Return the records below exactly, leaving nothing out.

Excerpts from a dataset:
——

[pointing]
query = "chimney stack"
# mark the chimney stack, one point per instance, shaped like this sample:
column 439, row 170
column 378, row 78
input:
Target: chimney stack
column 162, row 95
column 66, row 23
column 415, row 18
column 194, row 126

——

§ ANSWER FOR THE TASK:
[pointing]
query = "chimney stack"
# mark the chimney stack, one point per instance, shaped like this sample:
column 439, row 170
column 378, row 78
input:
Target: chimney stack
column 162, row 95
column 66, row 23
column 415, row 18
column 194, row 126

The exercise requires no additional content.